:: Article
Fri Aug 28, 2009 4:13 pm

Hey.

Hope someone can clear something up for me. I'm working with some dissolved nutrients - Having measures for Nitrate (NO3, µg/l), Nitrite (NO2, µg/l) and Ammonium (NH4, µg/l). Grouping these in a pool called Dissolved Inorganic Nitrogen (DIN) using µg/l seems to be a straight forward addition. Example:
NO2=0,56 µg/l NO3=12,89µg/l NH4=6,55µg/l => DIN = 20 µg/l

Converting each component into µM (µmoles/l) using the molar weights of each substance (NO2 = 46 µg/µmole, NO3 = 62µg/µmole and NH4 = 18µg/µmole) is all fine - but there is a big difference in taking the DIN µg/l and the collected µg/µmole (126 µg/µmole) and computing a DIN in µM versus just adding up the individual components... :?: How is this different?

Example:
NO2: 0,56 µg/l = 0,012 µM
NO3: 12,89 µg/l = 0,21 µM ------> added up this gives 0,582 µM DIN
NH4: 6,55 µg/l = 0,36 µM

DIN: 20 µg/l = 0,159 µM (using the collected 126 µg/µmole of all components)... So the results are 0,582 µM DIN vs. 0,159 µM :?: :?:

What is the correct if any and what is the reason this logic does not work. Is there some sort of scientific logic that rules out one of the above methods?
::::
Goals:
A – Answer these questions from the forum post, one per line:
(i) What molar weight does the post give for NH4?
(ii) What combined value in µg/µmole is used to convert the DIN total to µM?
(iii) What total DIN in µg/l does the first example arrive at?
B – Translate this sentence from the forum post into Spanish: "Is there some sort of scientific logic that rules out one of the above methods?"
C – Write out the portion of the forum post between "Fri Aug 28, 2009" and "is this different?", inclusive, without any changes.
:: Source material
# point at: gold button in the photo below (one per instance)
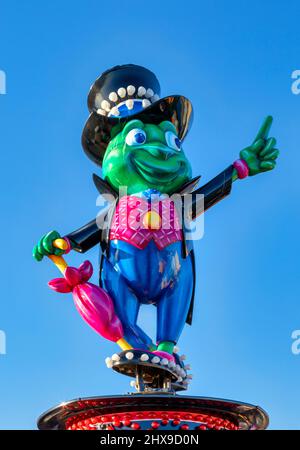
::::
Answers for the tasks:
A –
(i) 18 µg/µmole
(ii) 126 µg/µmole
(iii) 20 µg/l

B – ¿Existe algún tipo de lógica científica que descarte uno de los métodos anteriores?

C –
Fri Aug 28, 2009 4:13 pm

Hey.

Hope someone can clear something up for me. I'm working with some dissolved nutrients - Having measures for Nitrate (NO3, µg/l), Nitrite (NO2, µg/l) and Ammonium (NH4, µg/l). Grouping these in a pool called Dissolved Inorganic Nitrogen (DIN) using µg/l seems to be a straight forward addition. Example:
NO2=0,56 µg/l NO3=12,89µg/l NH4=6,55µg/l => DIN = 20 µg/l

Converting each component into µM (µmoles/l) using the molar weights of each substance (NO2 = 46 µg/µmole, NO3 = 62µg/µmole and NH4 = 18µg/µmole) is all fine - but there is a big difference in taking the DIN µg/l and the collected µg/µmole (126 µg/µmole) and computing a DIN in µM versus just adding up the individual components... :?: How is this different?